### What the task requires
Convert the items from the line with "target | black hair" to the end of the items into a numbered list, leaving out any blank lines.

==========

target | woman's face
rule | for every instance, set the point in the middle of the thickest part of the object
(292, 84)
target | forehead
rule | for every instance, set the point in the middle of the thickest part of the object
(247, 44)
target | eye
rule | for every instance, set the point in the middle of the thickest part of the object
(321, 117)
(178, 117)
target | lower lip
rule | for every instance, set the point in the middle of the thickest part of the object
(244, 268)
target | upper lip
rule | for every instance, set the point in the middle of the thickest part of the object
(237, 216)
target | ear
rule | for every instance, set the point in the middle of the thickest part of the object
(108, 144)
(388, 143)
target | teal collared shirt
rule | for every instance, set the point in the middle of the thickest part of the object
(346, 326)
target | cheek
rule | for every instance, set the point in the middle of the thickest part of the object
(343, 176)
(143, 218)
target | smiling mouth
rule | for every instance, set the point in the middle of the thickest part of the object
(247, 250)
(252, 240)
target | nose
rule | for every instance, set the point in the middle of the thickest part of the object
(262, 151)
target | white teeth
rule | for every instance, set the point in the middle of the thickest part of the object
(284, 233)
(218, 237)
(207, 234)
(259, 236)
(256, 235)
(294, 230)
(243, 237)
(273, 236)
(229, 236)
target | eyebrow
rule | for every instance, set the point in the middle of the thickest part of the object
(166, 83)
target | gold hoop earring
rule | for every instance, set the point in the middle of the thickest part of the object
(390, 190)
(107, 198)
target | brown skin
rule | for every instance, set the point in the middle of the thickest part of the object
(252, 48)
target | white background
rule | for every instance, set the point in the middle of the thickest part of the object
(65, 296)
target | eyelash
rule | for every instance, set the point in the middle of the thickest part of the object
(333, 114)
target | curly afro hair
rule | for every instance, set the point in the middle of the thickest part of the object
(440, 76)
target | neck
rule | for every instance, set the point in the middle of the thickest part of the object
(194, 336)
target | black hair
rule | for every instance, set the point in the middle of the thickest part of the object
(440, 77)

==========

### Finished answer
1. target | black hair
2. rule | for every instance, set the point in the middle of the thickest part of the object
3. (440, 77)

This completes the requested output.